Written problem -
Count the lines in the records below that contain the string "puppy", and reply with only that number.
= = = = =
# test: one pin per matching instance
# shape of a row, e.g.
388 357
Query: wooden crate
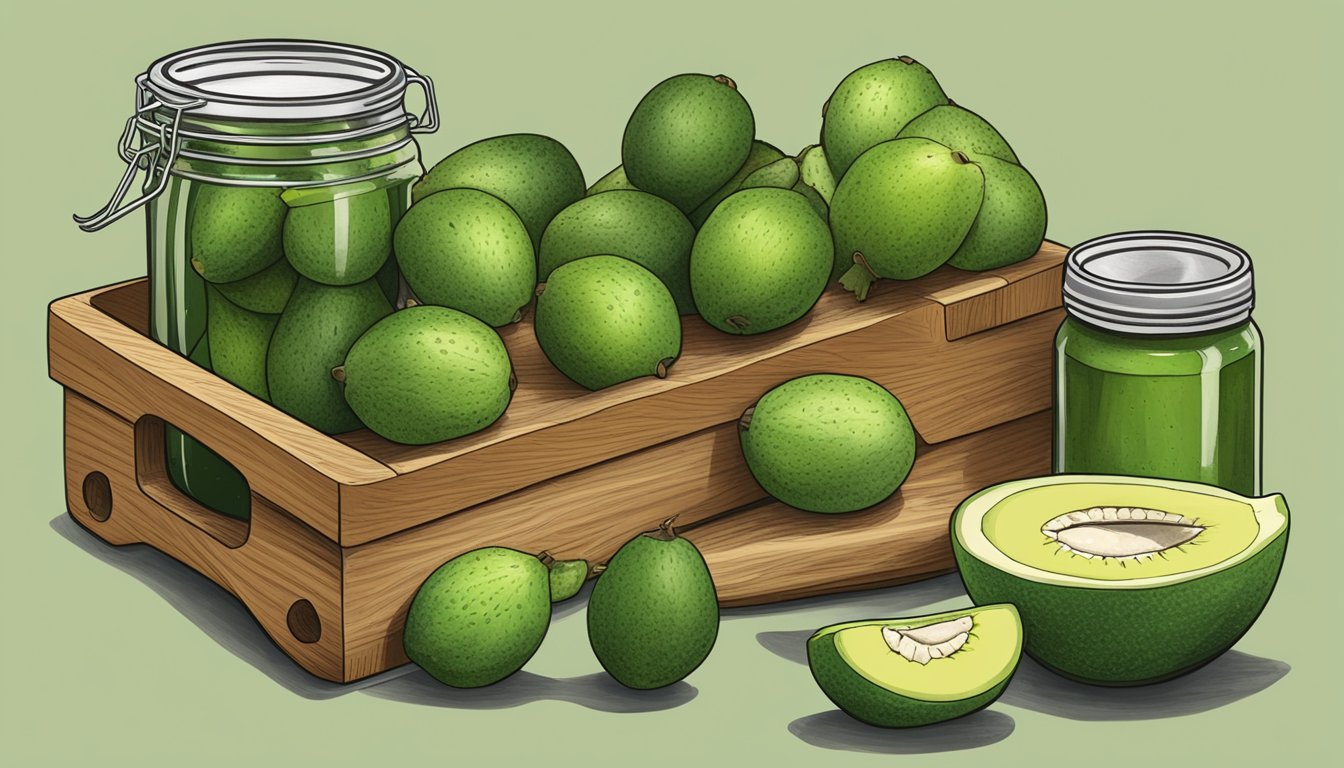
344 529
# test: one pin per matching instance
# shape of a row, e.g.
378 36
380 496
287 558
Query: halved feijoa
1121 580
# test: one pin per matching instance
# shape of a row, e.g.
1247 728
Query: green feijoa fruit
265 292
567 576
1011 222
635 225
235 232
535 175
828 443
960 128
687 137
238 342
479 618
902 210
871 105
653 612
760 261
468 250
426 374
782 174
760 156
342 241
604 319
313 335
616 179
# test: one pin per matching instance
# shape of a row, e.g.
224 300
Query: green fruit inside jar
253 194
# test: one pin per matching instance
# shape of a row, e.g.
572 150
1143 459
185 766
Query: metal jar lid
1159 283
238 93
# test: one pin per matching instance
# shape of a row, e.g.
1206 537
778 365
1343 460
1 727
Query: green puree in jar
1157 365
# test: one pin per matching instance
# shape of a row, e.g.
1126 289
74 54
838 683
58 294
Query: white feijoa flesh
1121 531
922 644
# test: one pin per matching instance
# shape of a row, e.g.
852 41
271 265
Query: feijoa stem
665 530
859 277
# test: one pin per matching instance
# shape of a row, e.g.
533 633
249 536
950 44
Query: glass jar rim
280 81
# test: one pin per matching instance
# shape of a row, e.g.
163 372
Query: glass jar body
238 227
1176 406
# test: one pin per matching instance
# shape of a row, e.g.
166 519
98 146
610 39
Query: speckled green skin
426 374
320 253
653 613
782 175
816 184
1011 222
829 443
235 232
817 203
906 205
635 225
535 175
871 105
265 292
315 332
762 258
1128 636
816 174
567 577
479 618
960 128
686 139
604 319
875 705
468 250
761 155
238 342
616 179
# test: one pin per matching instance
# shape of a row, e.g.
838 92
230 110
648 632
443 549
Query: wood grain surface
110 363
764 553
773 552
272 568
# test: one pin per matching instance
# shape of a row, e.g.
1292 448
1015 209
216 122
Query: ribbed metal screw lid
1159 283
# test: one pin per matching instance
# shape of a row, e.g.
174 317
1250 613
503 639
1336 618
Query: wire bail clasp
426 123
155 155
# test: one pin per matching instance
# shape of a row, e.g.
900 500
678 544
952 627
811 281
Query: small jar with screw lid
1157 362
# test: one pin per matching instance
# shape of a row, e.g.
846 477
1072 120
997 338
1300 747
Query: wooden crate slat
280 562
773 552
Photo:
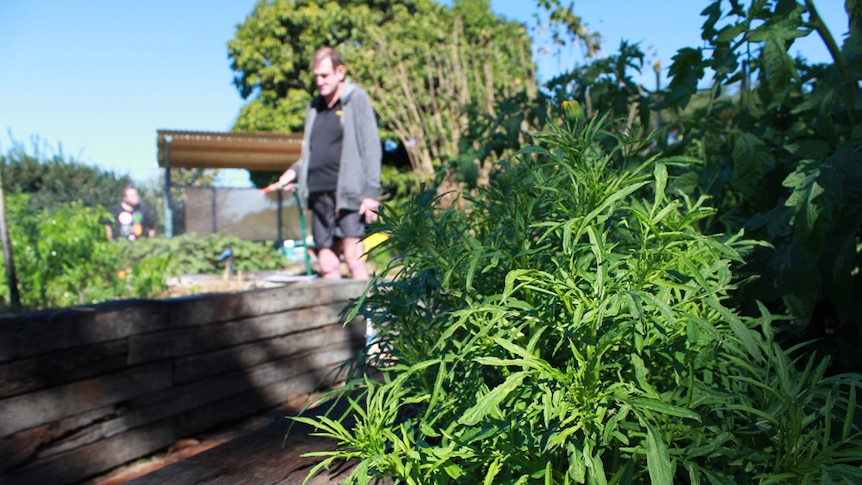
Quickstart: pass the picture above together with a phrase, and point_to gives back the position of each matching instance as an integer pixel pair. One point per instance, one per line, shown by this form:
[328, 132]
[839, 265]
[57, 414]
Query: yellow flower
[573, 110]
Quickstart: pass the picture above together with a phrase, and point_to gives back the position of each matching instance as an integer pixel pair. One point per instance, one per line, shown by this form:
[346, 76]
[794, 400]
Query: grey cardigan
[359, 172]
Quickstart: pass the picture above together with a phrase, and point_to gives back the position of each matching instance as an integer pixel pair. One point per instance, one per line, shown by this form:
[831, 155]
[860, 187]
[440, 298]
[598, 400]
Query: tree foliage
[54, 179]
[782, 156]
[422, 63]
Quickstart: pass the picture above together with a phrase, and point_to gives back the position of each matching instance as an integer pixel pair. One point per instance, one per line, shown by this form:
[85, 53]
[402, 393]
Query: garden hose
[304, 237]
[278, 186]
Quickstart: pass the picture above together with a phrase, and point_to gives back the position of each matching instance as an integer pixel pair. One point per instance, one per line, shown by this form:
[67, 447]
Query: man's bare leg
[330, 264]
[353, 251]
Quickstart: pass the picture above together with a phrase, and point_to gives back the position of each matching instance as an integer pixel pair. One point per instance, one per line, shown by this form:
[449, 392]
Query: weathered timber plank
[29, 410]
[44, 439]
[205, 338]
[47, 331]
[57, 368]
[201, 310]
[98, 457]
[261, 457]
[156, 406]
[197, 367]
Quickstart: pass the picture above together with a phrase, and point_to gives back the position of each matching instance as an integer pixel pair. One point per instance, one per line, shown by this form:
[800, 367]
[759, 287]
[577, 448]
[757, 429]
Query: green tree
[781, 157]
[422, 63]
[54, 179]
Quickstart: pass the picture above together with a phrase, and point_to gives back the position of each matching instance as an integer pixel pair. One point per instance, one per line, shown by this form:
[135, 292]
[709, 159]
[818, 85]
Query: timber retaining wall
[84, 390]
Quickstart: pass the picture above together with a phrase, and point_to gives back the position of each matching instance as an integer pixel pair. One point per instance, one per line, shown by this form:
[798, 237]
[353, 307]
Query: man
[339, 168]
[131, 219]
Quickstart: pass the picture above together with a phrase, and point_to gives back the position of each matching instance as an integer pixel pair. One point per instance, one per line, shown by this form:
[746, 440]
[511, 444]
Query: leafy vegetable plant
[572, 325]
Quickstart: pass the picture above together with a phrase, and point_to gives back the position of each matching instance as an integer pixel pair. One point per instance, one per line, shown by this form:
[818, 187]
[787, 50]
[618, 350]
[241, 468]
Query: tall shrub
[63, 258]
[571, 326]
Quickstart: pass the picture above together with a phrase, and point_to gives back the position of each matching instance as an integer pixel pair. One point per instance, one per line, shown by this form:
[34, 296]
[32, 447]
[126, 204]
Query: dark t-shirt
[325, 148]
[131, 224]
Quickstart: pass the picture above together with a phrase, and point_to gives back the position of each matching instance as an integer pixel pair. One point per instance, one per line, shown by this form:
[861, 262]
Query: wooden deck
[262, 457]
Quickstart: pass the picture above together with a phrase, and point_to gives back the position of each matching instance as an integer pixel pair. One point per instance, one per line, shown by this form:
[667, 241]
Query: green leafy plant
[571, 325]
[191, 254]
[63, 258]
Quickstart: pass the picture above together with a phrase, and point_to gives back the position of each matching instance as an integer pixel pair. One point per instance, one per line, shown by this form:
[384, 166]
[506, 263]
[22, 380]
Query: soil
[188, 285]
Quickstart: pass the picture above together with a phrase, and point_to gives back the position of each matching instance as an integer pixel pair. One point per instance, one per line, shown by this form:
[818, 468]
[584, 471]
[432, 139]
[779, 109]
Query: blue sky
[97, 78]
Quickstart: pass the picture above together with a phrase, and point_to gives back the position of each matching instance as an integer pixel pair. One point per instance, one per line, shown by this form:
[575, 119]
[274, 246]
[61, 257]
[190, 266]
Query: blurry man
[130, 218]
[339, 169]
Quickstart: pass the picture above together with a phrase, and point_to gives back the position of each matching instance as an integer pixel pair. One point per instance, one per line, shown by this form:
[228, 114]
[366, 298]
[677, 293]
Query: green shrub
[63, 258]
[571, 326]
[190, 254]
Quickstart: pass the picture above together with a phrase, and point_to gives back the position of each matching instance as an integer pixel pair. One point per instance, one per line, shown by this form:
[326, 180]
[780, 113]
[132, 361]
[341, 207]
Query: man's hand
[368, 208]
[286, 180]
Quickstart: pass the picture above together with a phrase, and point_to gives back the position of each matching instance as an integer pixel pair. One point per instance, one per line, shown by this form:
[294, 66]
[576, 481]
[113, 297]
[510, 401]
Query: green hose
[304, 237]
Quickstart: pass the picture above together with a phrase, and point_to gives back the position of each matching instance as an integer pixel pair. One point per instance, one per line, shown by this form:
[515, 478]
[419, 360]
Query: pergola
[200, 149]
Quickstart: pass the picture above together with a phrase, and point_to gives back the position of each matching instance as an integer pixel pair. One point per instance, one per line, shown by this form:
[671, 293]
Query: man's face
[131, 197]
[327, 78]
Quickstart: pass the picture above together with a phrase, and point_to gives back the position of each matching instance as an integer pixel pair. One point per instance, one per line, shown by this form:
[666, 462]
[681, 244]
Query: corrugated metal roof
[251, 151]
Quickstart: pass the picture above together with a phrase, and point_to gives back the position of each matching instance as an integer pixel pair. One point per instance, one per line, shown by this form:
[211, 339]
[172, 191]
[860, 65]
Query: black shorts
[326, 227]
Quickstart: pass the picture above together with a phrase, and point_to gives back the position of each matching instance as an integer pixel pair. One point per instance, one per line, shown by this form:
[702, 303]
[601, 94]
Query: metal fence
[245, 213]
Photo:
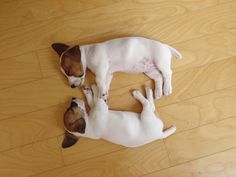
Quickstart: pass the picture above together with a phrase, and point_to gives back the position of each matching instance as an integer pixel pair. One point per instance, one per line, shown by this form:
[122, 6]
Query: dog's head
[71, 64]
[75, 119]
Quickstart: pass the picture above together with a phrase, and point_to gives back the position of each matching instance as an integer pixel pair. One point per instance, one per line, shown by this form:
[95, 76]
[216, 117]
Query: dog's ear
[80, 125]
[59, 48]
[69, 140]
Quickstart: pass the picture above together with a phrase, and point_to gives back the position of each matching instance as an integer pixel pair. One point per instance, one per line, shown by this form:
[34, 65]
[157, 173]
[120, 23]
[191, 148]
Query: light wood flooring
[34, 94]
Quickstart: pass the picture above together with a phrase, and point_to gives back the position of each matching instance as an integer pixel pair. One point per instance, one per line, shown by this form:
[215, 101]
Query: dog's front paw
[87, 90]
[167, 90]
[104, 96]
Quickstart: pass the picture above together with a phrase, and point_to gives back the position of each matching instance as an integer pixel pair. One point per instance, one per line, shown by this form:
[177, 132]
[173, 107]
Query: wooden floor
[34, 94]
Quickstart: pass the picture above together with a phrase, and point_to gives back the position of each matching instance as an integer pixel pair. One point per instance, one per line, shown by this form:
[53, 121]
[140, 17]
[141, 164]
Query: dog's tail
[175, 52]
[168, 132]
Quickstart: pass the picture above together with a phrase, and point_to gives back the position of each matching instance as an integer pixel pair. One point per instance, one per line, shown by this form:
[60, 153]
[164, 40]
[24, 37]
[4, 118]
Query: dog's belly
[125, 128]
[133, 65]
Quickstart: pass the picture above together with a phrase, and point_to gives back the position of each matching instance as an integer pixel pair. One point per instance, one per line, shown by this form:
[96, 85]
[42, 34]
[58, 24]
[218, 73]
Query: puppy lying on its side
[125, 128]
[130, 54]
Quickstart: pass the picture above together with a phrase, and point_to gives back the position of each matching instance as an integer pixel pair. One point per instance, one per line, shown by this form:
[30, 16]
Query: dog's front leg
[101, 80]
[89, 96]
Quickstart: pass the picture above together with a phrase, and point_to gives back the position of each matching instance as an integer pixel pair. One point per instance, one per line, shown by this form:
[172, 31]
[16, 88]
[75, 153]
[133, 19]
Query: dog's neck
[84, 53]
[89, 131]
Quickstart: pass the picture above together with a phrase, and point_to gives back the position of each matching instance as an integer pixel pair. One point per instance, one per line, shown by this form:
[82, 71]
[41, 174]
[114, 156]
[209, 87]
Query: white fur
[125, 128]
[131, 54]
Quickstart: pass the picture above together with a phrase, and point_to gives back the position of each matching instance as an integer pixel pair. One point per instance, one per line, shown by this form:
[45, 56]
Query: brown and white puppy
[120, 127]
[131, 54]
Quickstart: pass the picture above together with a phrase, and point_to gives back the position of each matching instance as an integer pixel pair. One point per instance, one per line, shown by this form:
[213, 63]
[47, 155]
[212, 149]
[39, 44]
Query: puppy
[124, 128]
[131, 54]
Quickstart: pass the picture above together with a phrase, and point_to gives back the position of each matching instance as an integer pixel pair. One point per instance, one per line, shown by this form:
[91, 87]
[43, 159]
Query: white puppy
[125, 128]
[131, 54]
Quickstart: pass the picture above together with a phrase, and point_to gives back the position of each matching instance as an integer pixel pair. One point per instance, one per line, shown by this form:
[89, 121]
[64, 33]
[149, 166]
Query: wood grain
[87, 149]
[13, 70]
[201, 110]
[217, 165]
[31, 159]
[32, 127]
[86, 30]
[32, 96]
[17, 13]
[127, 162]
[202, 141]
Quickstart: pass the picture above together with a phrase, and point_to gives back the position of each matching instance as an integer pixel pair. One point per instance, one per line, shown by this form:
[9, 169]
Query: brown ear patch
[74, 121]
[71, 62]
[59, 48]
[69, 140]
[80, 125]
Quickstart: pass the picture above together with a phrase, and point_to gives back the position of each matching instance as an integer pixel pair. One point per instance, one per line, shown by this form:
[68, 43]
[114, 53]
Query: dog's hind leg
[138, 96]
[157, 77]
[149, 94]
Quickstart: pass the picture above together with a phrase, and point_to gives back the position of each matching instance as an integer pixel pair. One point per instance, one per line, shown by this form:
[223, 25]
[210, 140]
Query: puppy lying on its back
[125, 128]
[131, 54]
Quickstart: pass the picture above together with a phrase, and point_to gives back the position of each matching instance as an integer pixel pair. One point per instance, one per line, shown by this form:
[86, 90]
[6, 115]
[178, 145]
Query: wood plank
[31, 159]
[32, 127]
[88, 29]
[87, 149]
[127, 162]
[202, 141]
[18, 13]
[201, 110]
[205, 50]
[218, 165]
[35, 95]
[19, 69]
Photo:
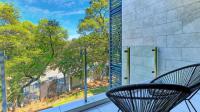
= = = = =
Exercise response -
5